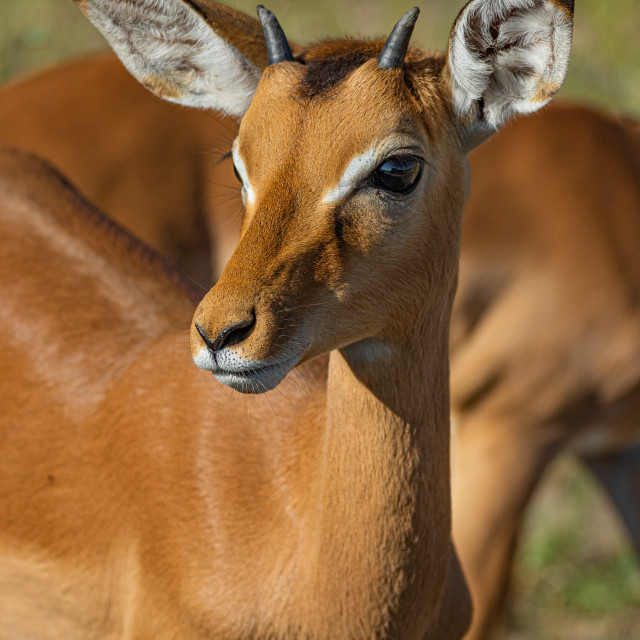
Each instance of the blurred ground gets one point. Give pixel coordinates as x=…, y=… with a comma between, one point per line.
x=576, y=577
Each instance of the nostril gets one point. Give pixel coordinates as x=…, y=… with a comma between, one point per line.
x=233, y=334
x=204, y=336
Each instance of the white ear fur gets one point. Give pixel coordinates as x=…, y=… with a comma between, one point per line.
x=509, y=56
x=172, y=50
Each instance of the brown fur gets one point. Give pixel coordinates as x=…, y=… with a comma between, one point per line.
x=497, y=228
x=193, y=536
x=319, y=514
x=420, y=85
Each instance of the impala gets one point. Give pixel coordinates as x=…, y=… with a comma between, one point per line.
x=165, y=511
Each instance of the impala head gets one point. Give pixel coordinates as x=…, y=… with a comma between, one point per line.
x=351, y=156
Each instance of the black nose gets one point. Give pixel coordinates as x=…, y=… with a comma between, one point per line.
x=233, y=334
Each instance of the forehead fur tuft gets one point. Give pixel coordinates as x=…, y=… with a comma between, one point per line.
x=328, y=63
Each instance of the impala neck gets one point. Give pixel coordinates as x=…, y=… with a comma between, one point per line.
x=384, y=481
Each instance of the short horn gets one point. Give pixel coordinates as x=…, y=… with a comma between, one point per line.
x=278, y=49
x=395, y=48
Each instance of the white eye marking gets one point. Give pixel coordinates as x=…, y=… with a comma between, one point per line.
x=356, y=170
x=242, y=171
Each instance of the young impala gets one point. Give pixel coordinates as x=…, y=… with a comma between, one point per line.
x=140, y=501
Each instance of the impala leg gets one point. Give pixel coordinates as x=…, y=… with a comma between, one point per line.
x=496, y=466
x=619, y=474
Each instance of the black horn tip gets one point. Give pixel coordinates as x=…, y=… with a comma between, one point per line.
x=278, y=49
x=395, y=48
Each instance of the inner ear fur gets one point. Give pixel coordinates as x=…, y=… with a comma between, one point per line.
x=197, y=53
x=507, y=57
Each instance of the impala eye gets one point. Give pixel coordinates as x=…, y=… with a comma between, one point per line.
x=237, y=174
x=398, y=174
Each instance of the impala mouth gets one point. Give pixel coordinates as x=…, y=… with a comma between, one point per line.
x=257, y=377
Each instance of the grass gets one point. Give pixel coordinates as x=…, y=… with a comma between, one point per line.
x=576, y=577
x=605, y=67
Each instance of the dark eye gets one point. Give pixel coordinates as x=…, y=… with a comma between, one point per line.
x=398, y=174
x=237, y=174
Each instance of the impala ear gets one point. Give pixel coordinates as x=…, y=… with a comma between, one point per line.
x=194, y=52
x=507, y=57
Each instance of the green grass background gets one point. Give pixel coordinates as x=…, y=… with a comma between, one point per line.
x=576, y=577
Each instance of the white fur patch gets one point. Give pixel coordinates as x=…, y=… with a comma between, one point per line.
x=241, y=168
x=171, y=49
x=357, y=169
x=508, y=69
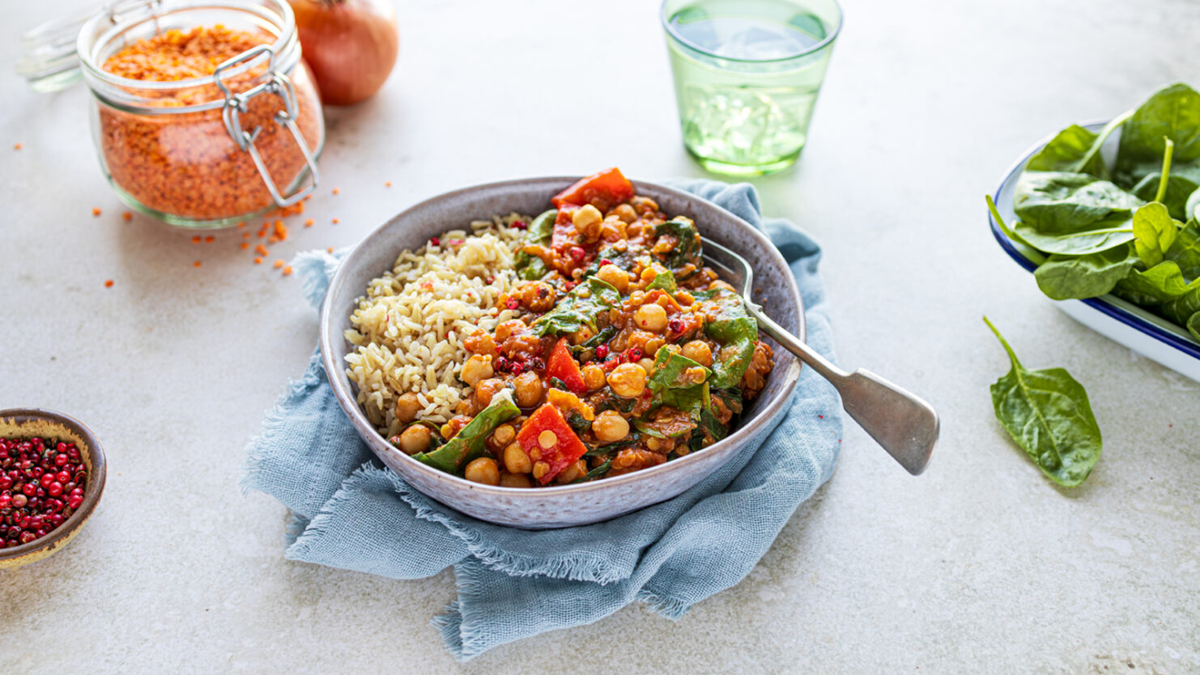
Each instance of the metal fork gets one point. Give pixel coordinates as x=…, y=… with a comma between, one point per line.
x=905, y=425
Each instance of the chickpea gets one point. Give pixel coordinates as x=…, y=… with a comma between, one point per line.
x=615, y=276
x=515, y=481
x=653, y=346
x=407, y=406
x=628, y=380
x=483, y=470
x=648, y=317
x=587, y=221
x=700, y=352
x=415, y=438
x=609, y=426
x=625, y=213
x=582, y=335
x=477, y=369
x=485, y=390
x=508, y=328
x=516, y=460
x=573, y=472
x=593, y=377
x=528, y=389
x=503, y=435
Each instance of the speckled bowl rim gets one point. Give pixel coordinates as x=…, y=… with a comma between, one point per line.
x=346, y=398
x=96, y=478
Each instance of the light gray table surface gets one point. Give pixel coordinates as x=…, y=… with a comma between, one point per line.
x=978, y=566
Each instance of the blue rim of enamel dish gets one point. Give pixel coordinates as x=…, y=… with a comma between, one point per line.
x=1101, y=304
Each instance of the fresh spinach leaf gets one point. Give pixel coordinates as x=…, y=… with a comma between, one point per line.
x=1073, y=150
x=1155, y=232
x=1155, y=286
x=1072, y=213
x=735, y=330
x=580, y=308
x=468, y=443
x=1065, y=278
x=1171, y=113
x=1049, y=416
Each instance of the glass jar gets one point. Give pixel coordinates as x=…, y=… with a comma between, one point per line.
x=205, y=151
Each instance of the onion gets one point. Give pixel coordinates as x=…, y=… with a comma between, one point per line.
x=349, y=45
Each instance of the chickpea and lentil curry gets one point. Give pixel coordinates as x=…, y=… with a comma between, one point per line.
x=623, y=351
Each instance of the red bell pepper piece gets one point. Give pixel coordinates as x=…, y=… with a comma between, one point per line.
x=603, y=190
x=563, y=366
x=564, y=449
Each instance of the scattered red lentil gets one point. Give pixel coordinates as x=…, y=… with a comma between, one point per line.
x=213, y=178
x=42, y=483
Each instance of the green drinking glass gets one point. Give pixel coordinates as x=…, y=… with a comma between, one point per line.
x=747, y=76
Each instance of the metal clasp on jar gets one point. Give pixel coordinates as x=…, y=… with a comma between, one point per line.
x=235, y=105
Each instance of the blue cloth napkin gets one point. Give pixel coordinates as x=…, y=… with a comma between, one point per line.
x=352, y=513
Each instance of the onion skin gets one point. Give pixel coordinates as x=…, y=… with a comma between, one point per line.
x=351, y=46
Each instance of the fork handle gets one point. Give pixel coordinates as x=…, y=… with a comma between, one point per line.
x=904, y=424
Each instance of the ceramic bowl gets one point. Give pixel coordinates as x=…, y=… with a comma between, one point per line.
x=561, y=506
x=24, y=423
x=1134, y=327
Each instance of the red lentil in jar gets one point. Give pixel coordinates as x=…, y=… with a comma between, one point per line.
x=171, y=150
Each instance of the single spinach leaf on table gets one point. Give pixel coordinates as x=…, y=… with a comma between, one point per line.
x=1066, y=278
x=735, y=330
x=468, y=443
x=580, y=308
x=1049, y=416
x=1072, y=213
x=1155, y=231
x=531, y=267
x=1171, y=113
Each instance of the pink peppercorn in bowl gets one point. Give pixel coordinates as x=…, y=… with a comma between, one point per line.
x=40, y=448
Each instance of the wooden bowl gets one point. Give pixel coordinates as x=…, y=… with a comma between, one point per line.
x=27, y=423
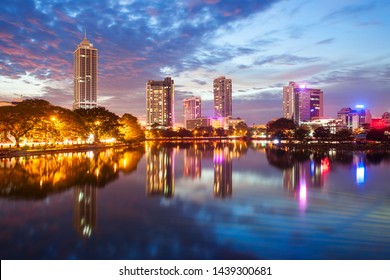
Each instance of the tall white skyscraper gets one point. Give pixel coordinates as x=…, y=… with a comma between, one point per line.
x=192, y=108
x=301, y=103
x=85, y=75
x=222, y=97
x=160, y=102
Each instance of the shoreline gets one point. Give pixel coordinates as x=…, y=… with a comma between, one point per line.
x=13, y=152
x=346, y=146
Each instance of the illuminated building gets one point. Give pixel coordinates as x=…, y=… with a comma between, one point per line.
x=219, y=122
x=192, y=162
x=84, y=210
x=301, y=103
x=223, y=171
x=192, y=109
x=85, y=75
x=160, y=102
x=355, y=119
x=160, y=166
x=386, y=118
x=222, y=97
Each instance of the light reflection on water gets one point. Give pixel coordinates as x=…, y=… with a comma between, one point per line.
x=196, y=201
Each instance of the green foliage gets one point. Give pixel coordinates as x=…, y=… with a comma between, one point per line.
x=344, y=134
x=130, y=129
x=301, y=133
x=100, y=122
x=281, y=124
x=321, y=133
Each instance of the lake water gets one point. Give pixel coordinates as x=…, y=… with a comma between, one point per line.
x=232, y=200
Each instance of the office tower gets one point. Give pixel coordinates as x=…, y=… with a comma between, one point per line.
x=192, y=109
x=223, y=172
x=160, y=102
x=301, y=103
x=222, y=97
x=85, y=75
x=160, y=170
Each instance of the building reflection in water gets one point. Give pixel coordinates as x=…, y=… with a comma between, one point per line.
x=84, y=210
x=160, y=166
x=360, y=164
x=192, y=162
x=301, y=172
x=223, y=171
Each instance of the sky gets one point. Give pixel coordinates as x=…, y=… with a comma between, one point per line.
x=341, y=47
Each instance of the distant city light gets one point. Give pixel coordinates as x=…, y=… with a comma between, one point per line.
x=302, y=194
x=360, y=173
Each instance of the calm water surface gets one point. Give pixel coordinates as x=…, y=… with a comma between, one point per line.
x=231, y=200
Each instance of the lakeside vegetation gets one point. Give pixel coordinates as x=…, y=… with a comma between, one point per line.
x=35, y=125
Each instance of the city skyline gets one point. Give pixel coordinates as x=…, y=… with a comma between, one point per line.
x=341, y=48
x=85, y=81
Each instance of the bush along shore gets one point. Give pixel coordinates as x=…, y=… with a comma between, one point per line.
x=6, y=151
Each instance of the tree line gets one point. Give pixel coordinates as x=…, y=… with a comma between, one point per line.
x=36, y=120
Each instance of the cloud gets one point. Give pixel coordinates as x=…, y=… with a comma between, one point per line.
x=199, y=82
x=285, y=59
x=325, y=42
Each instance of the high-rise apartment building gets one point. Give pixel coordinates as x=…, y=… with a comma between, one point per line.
x=160, y=102
x=355, y=119
x=301, y=103
x=192, y=108
x=85, y=75
x=222, y=97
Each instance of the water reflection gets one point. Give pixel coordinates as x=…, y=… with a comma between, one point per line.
x=285, y=204
x=160, y=170
x=38, y=177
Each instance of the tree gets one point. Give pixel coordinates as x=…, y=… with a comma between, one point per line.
x=184, y=133
x=130, y=129
x=100, y=122
x=344, y=134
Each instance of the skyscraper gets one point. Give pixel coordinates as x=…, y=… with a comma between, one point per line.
x=192, y=108
x=301, y=103
x=85, y=75
x=160, y=102
x=222, y=97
+ + + + + + +
§ Aim
Transcribe the records above exactly, but only from the line that contains "Each instance of the tree line" through their final line, inclusive.

§ Solution to this task
Each instance of the tree line gets one point. Give pixel coordinates as x=…, y=… with a comma between, one point per line.
x=36, y=120
Each instance of the cloud gets one point. Give pixel coordinates as x=…, y=… with a comma between, one point per line.
x=199, y=82
x=285, y=59
x=325, y=42
Each instance of the high-rise apartment building gets one point. Give pixel coordinates as x=…, y=… with a comma between, one point per line.
x=160, y=102
x=355, y=119
x=301, y=103
x=192, y=108
x=85, y=75
x=222, y=97
Each instance of the water reflection gets one point. Give pixel coordinates as x=…, y=… with a comma between, one point per line.
x=285, y=204
x=160, y=170
x=38, y=177
Each instance of the tree gets one point. Give pixel coordinates as x=…, y=… with a comma between, one point per line.
x=184, y=133
x=130, y=129
x=100, y=122
x=344, y=134
Each instance of the skyscraper gets one point. Give pixel coordinates as x=…, y=… with a comma between, one point per line.
x=192, y=108
x=301, y=103
x=85, y=75
x=160, y=102
x=222, y=97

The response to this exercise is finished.